(Records from a data source)

........

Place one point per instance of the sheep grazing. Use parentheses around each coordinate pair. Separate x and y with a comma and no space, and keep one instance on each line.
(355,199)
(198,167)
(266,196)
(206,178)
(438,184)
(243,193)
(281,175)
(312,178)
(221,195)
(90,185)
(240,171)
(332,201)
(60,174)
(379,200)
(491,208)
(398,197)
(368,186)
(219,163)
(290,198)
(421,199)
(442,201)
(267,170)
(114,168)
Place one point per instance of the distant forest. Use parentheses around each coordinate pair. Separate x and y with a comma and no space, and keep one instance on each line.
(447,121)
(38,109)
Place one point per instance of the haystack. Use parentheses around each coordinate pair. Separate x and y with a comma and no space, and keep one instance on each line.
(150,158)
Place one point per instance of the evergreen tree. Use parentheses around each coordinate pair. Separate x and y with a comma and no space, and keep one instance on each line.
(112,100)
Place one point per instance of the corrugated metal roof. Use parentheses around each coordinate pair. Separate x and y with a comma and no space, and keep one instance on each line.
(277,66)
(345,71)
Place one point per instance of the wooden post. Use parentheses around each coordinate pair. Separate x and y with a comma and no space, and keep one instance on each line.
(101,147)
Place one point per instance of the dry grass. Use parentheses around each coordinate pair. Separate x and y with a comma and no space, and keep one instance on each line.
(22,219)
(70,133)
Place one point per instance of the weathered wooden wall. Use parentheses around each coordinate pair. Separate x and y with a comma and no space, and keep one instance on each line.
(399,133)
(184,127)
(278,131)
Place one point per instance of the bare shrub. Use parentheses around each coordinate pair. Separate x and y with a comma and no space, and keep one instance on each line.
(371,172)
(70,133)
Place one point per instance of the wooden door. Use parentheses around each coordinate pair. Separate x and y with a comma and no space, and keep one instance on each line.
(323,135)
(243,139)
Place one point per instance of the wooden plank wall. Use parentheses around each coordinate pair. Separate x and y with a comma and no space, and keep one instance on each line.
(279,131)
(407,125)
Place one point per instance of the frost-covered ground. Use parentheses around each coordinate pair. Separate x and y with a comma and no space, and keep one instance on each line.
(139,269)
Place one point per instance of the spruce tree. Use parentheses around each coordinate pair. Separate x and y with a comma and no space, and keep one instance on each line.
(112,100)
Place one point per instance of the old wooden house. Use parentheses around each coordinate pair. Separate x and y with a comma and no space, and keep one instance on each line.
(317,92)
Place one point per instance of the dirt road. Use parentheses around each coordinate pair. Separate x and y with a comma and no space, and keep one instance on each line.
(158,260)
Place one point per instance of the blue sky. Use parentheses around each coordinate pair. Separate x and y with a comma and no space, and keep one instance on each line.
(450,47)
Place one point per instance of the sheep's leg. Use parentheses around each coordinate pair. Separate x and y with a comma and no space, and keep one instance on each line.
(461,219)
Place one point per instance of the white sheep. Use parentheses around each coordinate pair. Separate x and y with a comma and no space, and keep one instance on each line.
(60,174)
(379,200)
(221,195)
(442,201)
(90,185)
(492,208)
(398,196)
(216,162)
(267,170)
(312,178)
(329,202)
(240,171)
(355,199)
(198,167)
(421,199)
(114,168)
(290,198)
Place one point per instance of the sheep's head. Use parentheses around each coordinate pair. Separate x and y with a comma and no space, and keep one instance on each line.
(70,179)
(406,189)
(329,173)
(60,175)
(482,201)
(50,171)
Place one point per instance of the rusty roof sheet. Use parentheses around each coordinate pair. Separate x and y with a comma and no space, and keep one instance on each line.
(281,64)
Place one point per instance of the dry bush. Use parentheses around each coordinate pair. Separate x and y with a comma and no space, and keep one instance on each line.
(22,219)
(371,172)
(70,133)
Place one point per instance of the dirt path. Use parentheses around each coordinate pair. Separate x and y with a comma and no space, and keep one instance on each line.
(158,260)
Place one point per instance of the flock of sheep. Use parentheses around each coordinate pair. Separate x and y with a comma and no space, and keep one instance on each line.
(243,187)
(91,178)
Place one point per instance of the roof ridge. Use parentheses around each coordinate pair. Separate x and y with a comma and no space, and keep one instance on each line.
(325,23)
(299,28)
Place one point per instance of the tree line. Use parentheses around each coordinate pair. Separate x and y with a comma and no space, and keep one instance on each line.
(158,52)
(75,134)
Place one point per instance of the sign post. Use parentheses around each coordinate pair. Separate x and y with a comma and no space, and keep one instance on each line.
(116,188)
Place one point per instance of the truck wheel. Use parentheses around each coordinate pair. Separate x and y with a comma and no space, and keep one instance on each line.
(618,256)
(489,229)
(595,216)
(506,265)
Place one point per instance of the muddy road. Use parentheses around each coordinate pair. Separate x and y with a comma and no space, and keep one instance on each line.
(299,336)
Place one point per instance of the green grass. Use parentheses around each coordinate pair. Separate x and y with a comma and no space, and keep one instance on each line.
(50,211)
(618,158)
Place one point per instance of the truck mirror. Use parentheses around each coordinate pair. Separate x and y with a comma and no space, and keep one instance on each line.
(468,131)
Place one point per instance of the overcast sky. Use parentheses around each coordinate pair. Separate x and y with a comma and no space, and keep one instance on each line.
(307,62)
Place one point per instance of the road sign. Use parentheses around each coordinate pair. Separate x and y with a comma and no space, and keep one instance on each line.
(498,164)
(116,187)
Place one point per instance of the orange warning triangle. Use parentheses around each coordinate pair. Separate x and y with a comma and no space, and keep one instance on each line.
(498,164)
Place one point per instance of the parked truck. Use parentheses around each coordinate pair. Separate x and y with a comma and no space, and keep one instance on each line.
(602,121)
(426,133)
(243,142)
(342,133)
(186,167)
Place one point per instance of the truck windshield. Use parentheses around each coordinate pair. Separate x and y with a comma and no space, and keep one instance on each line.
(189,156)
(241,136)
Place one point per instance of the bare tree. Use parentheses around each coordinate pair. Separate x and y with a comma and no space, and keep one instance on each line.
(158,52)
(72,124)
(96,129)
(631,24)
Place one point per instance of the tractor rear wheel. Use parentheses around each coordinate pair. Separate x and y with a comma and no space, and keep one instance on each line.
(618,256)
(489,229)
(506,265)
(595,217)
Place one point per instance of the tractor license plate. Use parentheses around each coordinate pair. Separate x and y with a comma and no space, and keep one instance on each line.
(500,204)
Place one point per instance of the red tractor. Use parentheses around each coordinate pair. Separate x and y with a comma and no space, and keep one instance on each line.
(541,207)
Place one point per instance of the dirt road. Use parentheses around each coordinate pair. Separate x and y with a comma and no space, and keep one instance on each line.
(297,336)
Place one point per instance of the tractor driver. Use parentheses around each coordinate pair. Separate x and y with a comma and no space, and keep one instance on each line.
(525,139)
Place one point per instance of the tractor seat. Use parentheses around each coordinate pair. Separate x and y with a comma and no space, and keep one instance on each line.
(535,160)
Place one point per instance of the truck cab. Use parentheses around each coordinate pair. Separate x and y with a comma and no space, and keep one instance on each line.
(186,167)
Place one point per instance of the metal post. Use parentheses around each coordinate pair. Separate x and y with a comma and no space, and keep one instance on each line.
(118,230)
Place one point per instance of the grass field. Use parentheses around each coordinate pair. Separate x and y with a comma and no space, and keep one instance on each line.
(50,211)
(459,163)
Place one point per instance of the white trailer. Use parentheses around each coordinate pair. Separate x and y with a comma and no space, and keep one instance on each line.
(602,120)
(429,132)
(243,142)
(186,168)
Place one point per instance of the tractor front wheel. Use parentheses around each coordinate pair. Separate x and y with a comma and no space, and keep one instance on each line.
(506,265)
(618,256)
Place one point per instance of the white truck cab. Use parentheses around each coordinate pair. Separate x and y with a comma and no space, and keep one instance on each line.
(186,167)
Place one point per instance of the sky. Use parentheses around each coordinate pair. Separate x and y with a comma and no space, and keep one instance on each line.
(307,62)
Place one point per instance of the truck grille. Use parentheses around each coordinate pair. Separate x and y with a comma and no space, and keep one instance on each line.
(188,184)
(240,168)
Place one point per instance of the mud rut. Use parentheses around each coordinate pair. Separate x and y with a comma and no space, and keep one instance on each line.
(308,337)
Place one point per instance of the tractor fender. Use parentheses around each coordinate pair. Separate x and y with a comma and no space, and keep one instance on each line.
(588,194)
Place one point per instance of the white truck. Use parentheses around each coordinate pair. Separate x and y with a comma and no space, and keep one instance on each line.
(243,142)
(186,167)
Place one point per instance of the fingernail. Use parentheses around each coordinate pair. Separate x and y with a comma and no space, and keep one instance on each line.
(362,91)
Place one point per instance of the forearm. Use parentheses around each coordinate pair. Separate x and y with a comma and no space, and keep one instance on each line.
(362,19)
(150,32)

........

#### Stated problem
Return, word for word, each line from the line that contains "Place one point per instance of the mud rut." to the end of the listing above; include both end lines and nothing else.

#### Right answer
Place one point per instance of the mud rut. Use parentheses around each coordinate pair. Separate x and y with a comma and no space, and keep one instance on each line.
(308,337)
Place one point per instance of the tractor fender. Use parentheses around each coordinate pair. Separate x and y with a comma and no space, and keep one instance on each line.
(588,194)
Place one point per instance of the white truck. Use parentheses around each coordinate pair. Separate x and y with a comma and no space, and keep one instance on each line.
(243,142)
(186,167)
Place one point per instance of the fingernail. Use parentheses around each coordinate pair. Separate x and y with a comma and no space, and keep one instance on each line.
(362,91)
Place one point per instance of the forearm. Use parentheses around each coordinate pair. Separate x and y with a comma and no space, and keep one instance on each line.
(362,19)
(150,32)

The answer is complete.